▶ _Article_:
____

Never had a Candela, but do have four AF 8-5-8's waiting to catch on fire....looking forward to it. Probably within the next week or so...


----------



## iMarc (Feb 24, 2010)

So, candelas were once one of the more popular cigar types in the US, right?

Why did they fall out of favor?


----------



## Nurse_Maduro (Oct 23, 2008)

unsafegraphics said:


> I've had the AF 8-5-8 Candela a few times and just didn't care for it. It actually tasted "green", like fresh cut grass and law clippings. Just my opinion, there.


Those grassy notes are _definitely _characteristic of a candela.



iMarc said:


> So, candelas were once one of the more popular cigar types in the US, right?
> 
> Why did they fall out of favor?


Yes, they were huge at one time. Someone better versed in the history of the leaf would have to step in though. I remember reading once that they declined because of the increase in availability of cheaper, machine made sticks.


----------



## jmpeace501 (Apr 5, 2010)

Just something about that color always turns me away when I see them at the B&M. I'd feel like I was smoking a leaf that was just plucked from the ground haha.

____

▶ _Exercise input_:
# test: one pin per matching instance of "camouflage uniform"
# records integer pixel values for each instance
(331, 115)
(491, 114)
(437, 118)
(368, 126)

____

▶ _Exercise 1_: Using the cigar thread, explain in one to three sentences why candelas fell out of favor.
▶ _Exercise 2_: Rewrite the lines of the entries in Block 1 as a numbered list, omitting any blank lines.

▶ _Correct response 1_: Nurse_Maduro recalls reading that candelas declined as cheaper, machine-made cigars became more widely available.

▶ _Correct response 2_:
1. # test: one pin per matching instance of "camouflage uniform"
2. # records integer pixel values for each instance
3. (331, 115)
4. (491, 114)
5. (437, 118)
6. (368, 126)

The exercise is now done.